Con questo suggerimento il tassista-attivista ci lascia in un quartiere periferico indicando una curva tra gli alberi di banyano. “È lì, buona fortuna”.
Il quartier generale della Nld è un anonimo edificio scalcinato con un portone di legno. Da fuori sembra una bettola qualsiasi, finché non si scorgono dietro gli alberi le bandiere che spuntano dal tetto, quelle rosse con il pavone da combattimento giallo e la stella bianca.
All’interno, uno stanzone buio pieno di tavoli affollati da gente che mangia, discute, scrive e legge. Le pareti sono tappezzate di manifesti politici e foto della ’Signora’, di suo padre – l’eroe nazionale Bogyoke Aung San – e dei ‘martiri’ della rivolta del 1988. Al piano di sopra – un labirinto di stanzette divise da pareti di legno – due portavoce dell’Nld sono seduti a un tavolaccio, intenti a scrivere su un foglio.

_CONSEGNE_
1. Secondo l'estratto sulla sede della Nld, di quale materiale è fatto il portone dell'edificio?
2. Ripeta dall'estratto sulla sede della Nld il passo compreso tra "Con questo suggerimento" e "la stella bianca.", includendo anche quest'ultimo.
3. Stabilisca se le seguenti affermazioni concordano con l'estratto sulla sede della Nld, rispondendo sì o no e citando le parole decisive del testo:
(a) Le bandiere sul tetto sono rosse, con un pavone giallo e una stella bianca.
(b) Al piano di sopra si trova un unico grande salone.
(c) I due portavoce dell'Nld sono in piedi.

Elementi tratti da un dataset
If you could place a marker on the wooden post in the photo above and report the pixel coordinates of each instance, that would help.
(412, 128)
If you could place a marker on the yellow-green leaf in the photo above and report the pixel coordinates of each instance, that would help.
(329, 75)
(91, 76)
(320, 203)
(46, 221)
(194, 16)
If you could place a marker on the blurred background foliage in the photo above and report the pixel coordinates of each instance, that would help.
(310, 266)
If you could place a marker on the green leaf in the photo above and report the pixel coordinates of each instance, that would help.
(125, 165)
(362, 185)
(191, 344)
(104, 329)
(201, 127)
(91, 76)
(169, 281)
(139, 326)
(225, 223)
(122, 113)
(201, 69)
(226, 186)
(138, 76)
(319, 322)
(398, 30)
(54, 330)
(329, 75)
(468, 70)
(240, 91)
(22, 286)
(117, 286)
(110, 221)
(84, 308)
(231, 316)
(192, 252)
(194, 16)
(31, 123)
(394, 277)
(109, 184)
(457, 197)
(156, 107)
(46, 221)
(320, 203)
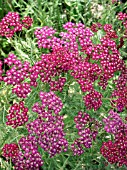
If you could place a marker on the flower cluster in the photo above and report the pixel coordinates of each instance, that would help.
(10, 151)
(25, 155)
(87, 130)
(93, 100)
(115, 152)
(17, 115)
(11, 23)
(18, 71)
(47, 127)
(16, 75)
(113, 123)
(28, 157)
(120, 93)
(1, 71)
(22, 90)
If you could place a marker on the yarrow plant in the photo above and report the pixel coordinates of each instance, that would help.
(73, 57)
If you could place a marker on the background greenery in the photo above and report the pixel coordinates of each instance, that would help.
(55, 13)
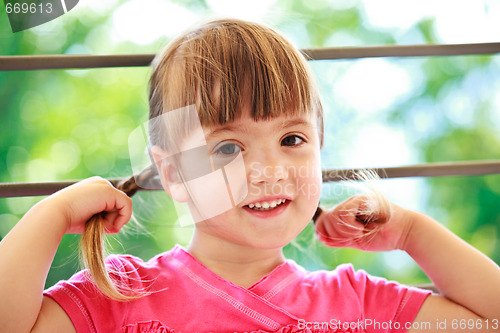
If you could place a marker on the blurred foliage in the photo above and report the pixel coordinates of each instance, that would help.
(73, 124)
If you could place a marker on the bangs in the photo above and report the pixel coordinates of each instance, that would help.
(229, 66)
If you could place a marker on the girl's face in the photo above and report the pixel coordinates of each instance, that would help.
(283, 175)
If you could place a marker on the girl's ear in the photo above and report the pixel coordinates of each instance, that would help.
(169, 175)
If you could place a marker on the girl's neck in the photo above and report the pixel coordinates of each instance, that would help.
(241, 265)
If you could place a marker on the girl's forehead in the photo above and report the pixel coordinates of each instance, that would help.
(247, 124)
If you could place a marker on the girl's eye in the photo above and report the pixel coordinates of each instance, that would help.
(292, 140)
(227, 149)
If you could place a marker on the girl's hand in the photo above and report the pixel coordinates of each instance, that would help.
(77, 203)
(358, 224)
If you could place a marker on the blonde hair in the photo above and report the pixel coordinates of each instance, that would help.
(224, 65)
(219, 67)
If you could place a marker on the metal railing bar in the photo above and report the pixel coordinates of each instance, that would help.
(32, 62)
(469, 168)
(423, 170)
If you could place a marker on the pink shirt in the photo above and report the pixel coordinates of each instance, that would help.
(189, 298)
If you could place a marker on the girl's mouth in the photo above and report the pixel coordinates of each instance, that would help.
(266, 205)
(267, 209)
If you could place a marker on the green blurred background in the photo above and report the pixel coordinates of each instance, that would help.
(73, 124)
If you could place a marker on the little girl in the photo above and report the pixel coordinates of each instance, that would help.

_SOLUZIONI_
1. Il portone è di legno.

2.
Con questo suggerimento il tassista-attivista ci lascia in un quartiere periferico indicando una curva tra gli alberi di banyano. “È lì, buona fortuna”.
Il quartier generale della Nld è un anonimo edificio scalcinato con un portone di legno. Da fuori sembra una bettola qualsiasi, finché non si scorgono dietro gli alberi le bandiere che spuntano dal tetto, quelle rosse con il pavone da combattimento giallo e la stella bianca.

3.
(a) Sì: «quelle rosse con il pavone da combattimento giallo e la stella bianca».
(b) No: «un labirinto di stanzette divise da pareti di legno».
(c) No: «sono seduti a un tavolaccio».